**Set problem**. Copy the data word for word, beginning with the line that contains "Task: tag the white shutter" and continuing through the final line of the data.

**Source material**.
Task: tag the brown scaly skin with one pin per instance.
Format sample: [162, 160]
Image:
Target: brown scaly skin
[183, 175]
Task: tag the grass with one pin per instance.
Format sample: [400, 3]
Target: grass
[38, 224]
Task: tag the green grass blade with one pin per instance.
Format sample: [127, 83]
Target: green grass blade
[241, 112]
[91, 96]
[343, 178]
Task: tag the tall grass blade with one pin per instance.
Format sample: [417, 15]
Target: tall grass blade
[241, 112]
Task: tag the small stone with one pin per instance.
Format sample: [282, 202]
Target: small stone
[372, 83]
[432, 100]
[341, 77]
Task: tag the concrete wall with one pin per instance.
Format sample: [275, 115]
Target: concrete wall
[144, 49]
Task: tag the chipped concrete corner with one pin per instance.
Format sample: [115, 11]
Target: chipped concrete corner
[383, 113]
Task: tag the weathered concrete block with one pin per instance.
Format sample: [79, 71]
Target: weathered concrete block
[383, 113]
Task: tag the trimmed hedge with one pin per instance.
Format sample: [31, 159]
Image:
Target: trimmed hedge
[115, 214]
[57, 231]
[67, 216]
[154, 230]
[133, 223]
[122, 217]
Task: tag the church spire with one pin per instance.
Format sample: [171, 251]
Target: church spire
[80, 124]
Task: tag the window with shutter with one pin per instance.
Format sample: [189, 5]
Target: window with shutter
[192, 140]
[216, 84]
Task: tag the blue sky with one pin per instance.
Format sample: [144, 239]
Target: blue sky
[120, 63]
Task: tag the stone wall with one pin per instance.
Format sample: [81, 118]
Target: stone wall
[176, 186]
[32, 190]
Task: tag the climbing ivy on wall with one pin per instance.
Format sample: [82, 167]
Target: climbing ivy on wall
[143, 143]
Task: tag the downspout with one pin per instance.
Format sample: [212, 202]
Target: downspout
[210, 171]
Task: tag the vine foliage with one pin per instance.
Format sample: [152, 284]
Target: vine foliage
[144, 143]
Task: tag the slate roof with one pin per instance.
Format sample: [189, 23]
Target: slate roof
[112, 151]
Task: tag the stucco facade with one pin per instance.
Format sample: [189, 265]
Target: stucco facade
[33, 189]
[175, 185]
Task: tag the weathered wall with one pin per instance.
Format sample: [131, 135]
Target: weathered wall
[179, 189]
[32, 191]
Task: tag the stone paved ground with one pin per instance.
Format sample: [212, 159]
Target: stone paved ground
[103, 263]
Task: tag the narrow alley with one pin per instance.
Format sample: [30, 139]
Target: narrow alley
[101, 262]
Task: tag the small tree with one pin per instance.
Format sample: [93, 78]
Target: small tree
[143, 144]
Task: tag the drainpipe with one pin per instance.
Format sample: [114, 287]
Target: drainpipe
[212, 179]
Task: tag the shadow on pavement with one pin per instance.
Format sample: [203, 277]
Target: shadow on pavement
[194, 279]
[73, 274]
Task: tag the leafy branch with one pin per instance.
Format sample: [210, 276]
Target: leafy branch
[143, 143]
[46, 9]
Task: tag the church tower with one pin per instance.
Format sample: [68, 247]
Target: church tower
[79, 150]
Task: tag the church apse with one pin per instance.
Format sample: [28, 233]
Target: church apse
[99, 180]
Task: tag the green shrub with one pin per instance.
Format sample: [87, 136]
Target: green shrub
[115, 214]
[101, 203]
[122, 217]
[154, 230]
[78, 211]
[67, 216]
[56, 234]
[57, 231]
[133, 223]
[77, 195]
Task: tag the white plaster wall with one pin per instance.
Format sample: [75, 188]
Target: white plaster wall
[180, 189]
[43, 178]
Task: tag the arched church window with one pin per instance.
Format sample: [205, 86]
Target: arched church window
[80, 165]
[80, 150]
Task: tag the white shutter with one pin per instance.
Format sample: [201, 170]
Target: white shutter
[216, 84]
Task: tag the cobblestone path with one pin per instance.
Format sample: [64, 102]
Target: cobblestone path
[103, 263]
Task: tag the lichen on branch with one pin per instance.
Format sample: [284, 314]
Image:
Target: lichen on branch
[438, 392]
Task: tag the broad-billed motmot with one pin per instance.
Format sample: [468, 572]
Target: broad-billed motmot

**Correct answer**.
Task: tag the white shutter with one pin per instance.
Format sample: [201, 170]
Target: white shutter
[216, 84]
Task: tag the cobblestone path with one pin per instance.
Format sample: [64, 102]
Target: cobblestone path
[103, 263]
Task: tag the lichen on branch with one pin per instance.
Format sample: [284, 314]
Image:
Target: lichen on branch
[438, 392]
Task: tag the broad-billed motmot with one pin per instance.
Format sample: [468, 572]
Target: broad-billed motmot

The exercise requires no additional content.